- [TEXTBLOCK]
# # # #
Es gab Grasser, Androsch – aber so jung wie Sebastian Kurz kam noch keiner in die Politik: Der neue Integrationsstaats­sekretär ist gerade 24, noch mitten im Studium (im zweiten Abschnitt Jus) und auf den ersten Blick für viele Medien ein „Milchbubi“.
In Wahrheit ist Sebastian Kurz durchaus ein politischer Profi – er ist Chef der Jungen ÖVP, die in der Partei eine nicht unwichtige Rolle hat, und saß zuletzt sogar im Wiener Landtag.
# # # #
- [BEREITGESTELLTES MATERIAL]
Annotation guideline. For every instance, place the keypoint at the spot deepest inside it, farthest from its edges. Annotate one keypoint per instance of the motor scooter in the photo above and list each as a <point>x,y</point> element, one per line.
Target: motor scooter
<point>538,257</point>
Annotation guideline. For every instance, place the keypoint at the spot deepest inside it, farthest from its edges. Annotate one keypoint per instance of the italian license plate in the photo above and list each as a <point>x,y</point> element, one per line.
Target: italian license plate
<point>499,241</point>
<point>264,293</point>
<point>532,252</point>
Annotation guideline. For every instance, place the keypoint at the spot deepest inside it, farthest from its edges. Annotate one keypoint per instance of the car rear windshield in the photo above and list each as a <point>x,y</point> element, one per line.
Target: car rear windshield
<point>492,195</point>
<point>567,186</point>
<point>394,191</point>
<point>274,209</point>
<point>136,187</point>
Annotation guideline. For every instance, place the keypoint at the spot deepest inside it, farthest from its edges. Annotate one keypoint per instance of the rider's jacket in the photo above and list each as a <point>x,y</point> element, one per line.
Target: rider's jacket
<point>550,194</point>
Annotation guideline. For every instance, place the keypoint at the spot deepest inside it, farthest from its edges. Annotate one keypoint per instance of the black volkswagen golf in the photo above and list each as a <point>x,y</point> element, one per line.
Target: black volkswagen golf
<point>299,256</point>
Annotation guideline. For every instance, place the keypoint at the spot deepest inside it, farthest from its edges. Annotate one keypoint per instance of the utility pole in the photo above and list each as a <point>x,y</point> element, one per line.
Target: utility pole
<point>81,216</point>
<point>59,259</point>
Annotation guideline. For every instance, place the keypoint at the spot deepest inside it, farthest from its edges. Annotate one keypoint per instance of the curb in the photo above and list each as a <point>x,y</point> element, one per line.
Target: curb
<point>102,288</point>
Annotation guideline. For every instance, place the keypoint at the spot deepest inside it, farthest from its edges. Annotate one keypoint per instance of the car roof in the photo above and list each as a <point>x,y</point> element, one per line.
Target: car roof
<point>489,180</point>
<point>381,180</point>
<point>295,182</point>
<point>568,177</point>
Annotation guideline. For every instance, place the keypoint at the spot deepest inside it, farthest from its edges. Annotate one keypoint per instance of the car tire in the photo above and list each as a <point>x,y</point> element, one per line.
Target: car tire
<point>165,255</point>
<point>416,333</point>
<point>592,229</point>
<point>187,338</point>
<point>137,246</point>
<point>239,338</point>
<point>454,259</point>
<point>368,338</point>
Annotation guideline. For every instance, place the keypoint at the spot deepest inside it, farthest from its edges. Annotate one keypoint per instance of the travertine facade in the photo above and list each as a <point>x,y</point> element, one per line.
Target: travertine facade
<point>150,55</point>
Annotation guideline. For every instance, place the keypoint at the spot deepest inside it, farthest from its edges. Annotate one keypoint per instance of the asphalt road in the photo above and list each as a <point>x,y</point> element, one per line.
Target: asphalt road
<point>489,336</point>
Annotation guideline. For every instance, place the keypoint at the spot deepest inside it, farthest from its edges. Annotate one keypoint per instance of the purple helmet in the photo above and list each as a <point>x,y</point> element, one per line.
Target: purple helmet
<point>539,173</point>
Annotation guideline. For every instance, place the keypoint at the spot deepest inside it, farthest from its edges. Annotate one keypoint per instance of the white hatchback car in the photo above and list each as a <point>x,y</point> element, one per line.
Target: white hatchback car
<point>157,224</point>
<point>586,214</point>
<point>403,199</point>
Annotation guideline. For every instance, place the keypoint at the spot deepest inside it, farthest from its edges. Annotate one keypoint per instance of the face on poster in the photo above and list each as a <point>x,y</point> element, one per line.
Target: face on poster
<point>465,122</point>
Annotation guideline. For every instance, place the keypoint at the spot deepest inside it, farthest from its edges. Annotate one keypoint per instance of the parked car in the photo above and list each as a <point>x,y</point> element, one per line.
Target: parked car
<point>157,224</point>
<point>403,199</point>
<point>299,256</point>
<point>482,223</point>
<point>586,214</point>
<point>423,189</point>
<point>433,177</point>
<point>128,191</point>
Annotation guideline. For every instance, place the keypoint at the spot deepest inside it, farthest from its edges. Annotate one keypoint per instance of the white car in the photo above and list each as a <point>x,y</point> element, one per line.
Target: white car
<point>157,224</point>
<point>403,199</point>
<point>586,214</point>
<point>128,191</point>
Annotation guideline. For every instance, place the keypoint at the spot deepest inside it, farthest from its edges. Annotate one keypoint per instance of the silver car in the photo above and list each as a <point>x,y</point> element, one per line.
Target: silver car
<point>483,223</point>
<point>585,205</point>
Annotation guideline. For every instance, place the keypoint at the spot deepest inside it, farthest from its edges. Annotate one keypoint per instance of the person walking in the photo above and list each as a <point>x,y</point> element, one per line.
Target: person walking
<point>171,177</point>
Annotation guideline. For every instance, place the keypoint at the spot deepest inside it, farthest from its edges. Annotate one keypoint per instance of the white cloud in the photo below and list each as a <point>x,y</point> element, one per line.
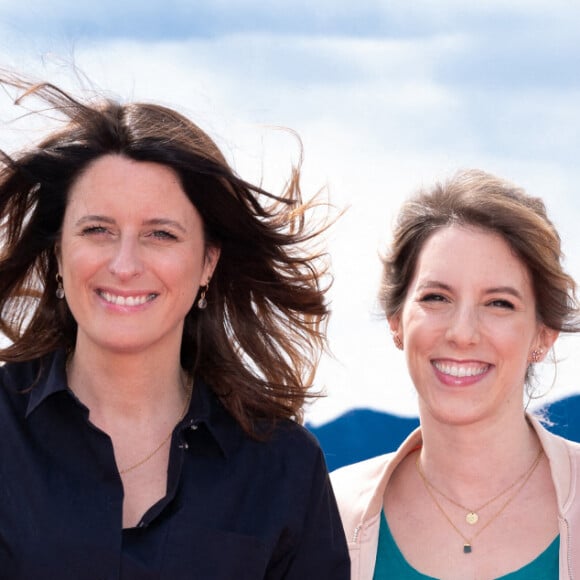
# # # #
- [AUFGABEN BEARBEITEN]
- 1) Übernehmen Sie aus dem Textblock wortgetreu die Passage von "Es gab Grasser, Androsch" bis einschließlich "im Wiener Landtag.".
- 2) Welches Fach studiert Sebastian Kurz laut dem Textblock, und in welchem Abschnitt befindet er sich?
- 3) Nennen Sie bitte alle Personen, die im Textblock namentlich erwähnt werden.
Die Auflistung stammt aus einer anderen Quelle als der Textblock.

- [AUSGEARBEITETE LÖSUNGEN]
- 1)
Es gab Grasser, Androsch – aber so jung wie Sebastian Kurz kam noch keiner in die Politik: Der neue Integrationsstaats­sekretär ist gerade 24, noch mitten im Studium (im zweiten Abschnitt Jus) und auf den ersten Blick für viele Medien ein „Milchbubi“.
In Wahrheit ist Sebastian Kurz durchaus ein politischer Profi – er ist Chef der Jungen ÖVP, die in der Partei eine nicht unwichtige Rolle hat, und saß zuletzt sogar im Wiener Landtag.

- 2) Er studiert Jus und ist im zweiten Abschnitt.

- 3) Grasser, Androsch, Sebastian Kurz